→ **REQUIRED TASK**
Copy out exactly the lines from the one containing "Could you please indicate the luxury" to the end of the records below, both included, and nothing else.

→ **EXTRACTED INFORMATION**
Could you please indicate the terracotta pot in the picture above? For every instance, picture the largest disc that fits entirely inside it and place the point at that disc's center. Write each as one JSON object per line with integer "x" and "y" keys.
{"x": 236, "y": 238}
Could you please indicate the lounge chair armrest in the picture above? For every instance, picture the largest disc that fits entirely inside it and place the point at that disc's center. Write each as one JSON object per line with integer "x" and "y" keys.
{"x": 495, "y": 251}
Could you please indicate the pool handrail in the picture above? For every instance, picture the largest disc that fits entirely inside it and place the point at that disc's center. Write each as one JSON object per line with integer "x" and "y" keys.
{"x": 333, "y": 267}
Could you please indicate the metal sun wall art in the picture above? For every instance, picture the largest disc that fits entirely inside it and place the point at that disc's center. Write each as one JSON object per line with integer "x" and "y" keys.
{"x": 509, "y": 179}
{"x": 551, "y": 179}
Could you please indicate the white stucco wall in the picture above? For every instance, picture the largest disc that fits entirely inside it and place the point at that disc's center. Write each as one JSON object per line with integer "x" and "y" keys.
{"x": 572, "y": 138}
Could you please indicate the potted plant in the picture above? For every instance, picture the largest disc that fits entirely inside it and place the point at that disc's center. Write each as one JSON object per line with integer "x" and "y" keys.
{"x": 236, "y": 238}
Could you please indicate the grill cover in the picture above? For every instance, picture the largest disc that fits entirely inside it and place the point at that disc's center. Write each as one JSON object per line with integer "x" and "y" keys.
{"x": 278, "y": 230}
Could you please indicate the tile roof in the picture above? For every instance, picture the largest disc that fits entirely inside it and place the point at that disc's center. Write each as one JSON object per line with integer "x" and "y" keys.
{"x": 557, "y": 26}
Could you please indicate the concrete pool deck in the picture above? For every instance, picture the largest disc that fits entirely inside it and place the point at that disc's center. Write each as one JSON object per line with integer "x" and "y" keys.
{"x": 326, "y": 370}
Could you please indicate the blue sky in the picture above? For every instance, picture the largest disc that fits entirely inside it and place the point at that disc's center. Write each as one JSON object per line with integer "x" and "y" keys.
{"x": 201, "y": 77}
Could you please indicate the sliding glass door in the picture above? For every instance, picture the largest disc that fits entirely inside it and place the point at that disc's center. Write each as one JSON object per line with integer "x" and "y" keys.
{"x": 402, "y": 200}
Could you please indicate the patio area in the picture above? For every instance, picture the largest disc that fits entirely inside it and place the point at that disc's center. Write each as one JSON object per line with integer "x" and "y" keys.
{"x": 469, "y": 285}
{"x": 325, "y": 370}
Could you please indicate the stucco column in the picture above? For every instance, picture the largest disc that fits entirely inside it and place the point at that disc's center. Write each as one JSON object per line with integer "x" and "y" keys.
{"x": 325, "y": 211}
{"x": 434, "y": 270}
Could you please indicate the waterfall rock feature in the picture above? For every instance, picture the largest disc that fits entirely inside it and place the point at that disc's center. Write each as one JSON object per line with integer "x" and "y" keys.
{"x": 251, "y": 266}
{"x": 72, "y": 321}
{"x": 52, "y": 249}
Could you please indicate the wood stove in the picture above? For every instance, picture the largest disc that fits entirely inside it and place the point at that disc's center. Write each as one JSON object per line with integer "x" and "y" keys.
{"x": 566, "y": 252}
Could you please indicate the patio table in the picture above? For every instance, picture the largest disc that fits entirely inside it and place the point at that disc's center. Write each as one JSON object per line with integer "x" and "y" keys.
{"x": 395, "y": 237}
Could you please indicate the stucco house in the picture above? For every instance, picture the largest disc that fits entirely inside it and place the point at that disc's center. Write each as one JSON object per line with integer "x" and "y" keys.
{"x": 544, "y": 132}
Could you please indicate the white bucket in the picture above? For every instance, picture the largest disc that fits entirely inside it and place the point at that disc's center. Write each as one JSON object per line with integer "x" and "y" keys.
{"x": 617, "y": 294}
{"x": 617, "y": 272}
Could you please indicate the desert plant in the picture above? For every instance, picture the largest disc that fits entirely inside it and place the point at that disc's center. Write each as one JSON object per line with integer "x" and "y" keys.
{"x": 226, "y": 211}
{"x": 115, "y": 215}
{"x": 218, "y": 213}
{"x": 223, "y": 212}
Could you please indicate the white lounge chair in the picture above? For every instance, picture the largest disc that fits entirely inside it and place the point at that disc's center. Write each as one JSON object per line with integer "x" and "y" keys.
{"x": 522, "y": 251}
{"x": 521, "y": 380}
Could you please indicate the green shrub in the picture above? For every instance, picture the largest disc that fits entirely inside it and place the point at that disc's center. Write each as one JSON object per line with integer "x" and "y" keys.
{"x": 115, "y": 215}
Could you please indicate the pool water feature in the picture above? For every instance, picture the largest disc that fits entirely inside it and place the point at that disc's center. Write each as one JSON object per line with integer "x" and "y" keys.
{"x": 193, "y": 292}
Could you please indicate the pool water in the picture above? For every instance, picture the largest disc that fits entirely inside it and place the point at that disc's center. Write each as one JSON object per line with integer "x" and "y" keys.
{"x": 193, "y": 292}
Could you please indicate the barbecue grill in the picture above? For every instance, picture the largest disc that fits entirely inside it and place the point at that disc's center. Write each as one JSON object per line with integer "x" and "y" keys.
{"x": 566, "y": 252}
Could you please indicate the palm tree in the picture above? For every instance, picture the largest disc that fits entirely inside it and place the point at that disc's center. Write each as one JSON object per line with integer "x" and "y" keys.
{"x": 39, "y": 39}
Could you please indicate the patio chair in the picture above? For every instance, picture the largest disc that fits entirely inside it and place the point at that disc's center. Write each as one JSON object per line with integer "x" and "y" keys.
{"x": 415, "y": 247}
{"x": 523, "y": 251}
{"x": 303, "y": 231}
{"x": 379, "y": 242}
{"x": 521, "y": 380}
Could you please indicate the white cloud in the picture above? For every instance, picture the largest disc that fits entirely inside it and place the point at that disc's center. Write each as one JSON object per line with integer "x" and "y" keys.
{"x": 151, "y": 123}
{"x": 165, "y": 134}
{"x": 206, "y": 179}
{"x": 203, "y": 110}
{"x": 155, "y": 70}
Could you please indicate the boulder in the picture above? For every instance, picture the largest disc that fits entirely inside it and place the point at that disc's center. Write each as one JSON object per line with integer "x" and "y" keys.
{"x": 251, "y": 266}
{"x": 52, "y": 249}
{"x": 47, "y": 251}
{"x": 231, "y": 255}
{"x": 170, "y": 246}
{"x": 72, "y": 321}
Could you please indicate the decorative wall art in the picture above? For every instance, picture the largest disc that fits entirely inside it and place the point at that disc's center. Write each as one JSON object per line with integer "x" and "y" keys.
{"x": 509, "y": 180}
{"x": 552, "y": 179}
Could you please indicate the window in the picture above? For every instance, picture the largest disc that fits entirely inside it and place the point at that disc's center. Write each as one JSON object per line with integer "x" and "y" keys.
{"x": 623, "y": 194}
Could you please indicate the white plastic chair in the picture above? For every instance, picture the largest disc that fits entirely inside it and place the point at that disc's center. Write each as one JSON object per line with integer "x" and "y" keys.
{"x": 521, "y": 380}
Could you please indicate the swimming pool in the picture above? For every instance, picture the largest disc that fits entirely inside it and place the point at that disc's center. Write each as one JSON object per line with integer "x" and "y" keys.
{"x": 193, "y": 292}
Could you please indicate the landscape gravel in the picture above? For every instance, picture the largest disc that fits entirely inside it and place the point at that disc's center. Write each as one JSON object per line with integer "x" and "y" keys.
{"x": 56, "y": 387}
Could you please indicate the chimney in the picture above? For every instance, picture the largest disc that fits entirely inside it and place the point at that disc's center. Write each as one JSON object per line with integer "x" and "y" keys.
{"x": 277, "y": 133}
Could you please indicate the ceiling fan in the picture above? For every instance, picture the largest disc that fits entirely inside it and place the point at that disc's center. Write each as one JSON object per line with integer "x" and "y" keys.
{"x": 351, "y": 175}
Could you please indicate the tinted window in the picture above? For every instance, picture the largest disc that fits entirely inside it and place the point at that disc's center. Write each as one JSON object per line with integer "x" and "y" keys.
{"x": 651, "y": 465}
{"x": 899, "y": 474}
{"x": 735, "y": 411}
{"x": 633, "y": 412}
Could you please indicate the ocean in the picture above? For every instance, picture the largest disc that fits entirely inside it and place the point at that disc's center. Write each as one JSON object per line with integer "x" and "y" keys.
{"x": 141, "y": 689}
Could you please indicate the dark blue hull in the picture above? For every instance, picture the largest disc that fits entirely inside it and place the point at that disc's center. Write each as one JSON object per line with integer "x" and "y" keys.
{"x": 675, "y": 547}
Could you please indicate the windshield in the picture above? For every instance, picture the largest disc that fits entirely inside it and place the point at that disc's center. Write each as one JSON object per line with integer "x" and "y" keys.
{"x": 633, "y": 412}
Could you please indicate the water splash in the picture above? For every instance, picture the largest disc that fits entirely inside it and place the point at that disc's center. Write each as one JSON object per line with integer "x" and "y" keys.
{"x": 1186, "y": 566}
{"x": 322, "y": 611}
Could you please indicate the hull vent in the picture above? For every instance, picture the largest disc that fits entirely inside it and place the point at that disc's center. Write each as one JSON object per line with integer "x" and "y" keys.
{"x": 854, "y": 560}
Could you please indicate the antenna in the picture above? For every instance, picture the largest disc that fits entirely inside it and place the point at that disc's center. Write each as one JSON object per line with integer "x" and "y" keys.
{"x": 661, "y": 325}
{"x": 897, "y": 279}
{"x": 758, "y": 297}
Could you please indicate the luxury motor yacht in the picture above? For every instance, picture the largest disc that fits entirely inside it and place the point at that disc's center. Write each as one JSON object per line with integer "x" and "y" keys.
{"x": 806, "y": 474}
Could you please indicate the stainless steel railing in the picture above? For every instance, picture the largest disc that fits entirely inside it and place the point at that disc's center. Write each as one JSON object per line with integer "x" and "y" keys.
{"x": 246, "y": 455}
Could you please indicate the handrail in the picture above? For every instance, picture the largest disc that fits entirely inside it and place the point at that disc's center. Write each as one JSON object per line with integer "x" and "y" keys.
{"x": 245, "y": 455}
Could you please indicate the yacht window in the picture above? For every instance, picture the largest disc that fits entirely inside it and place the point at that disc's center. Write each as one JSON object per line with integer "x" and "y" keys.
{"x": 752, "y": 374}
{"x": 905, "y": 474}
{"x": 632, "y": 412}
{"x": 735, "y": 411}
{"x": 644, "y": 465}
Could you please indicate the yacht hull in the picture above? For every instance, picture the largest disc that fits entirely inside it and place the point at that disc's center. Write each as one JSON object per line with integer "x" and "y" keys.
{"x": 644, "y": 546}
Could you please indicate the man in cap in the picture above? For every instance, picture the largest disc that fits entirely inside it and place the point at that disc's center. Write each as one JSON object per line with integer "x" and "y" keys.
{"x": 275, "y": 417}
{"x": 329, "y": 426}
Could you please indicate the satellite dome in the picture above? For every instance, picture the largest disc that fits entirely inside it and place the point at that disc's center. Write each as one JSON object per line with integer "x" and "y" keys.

→ **EXERCISE SOLUTION**
Could you please indicate the luxury motor yacht in the picture above? For every instance, picture the largest disc that fits entirely inside it and place the point at that disc's center. Write each as one JSON object per line with integer "x" and "y" keys.
{"x": 806, "y": 474}
Could you please indicate the stainless steel railing in the picture above? For every instance, picture the largest disc that fits entirely inside it and place the point at that disc's center. Write each as one JSON object per line with integer "x" and "y" keys.
{"x": 246, "y": 455}
Could you please indicate the handrail in the picture above? For every instance, picture the largest disc that fits entirely inside it and place the point at that disc's center. Write each as one JSON object per line with integer "x" and "y" keys.
{"x": 245, "y": 455}
Could you please indicate the yacht window in the picture above? For every instance, picture the largest disc that fits entirely inside it and place the point at that disc's center. Write each as one JSON object per line with integer "x" and "y" keys.
{"x": 752, "y": 374}
{"x": 905, "y": 474}
{"x": 632, "y": 412}
{"x": 735, "y": 411}
{"x": 644, "y": 465}
Could you please indicate the yacht hull in the picture above? For every instance, picture the largest disc that fits entirely inside it and place the point at that disc's center. Write each as one JSON object per line with integer "x" and "y" keys.
{"x": 644, "y": 546}
Could you please indicate the man in cap in the picture above? For every instance, picture the largest disc that fits entirely inside it and place the point at that disc's center. Write each as one JSON object per line with integer "x" and "y" keys.
{"x": 275, "y": 417}
{"x": 329, "y": 426}
Could you please indicate the satellite dome in the picture above? For every instance, picture the largest disc that fits entirely inside it and place the point at that disc's center. Write each as one JSON object per line with integer "x" and "y" keys.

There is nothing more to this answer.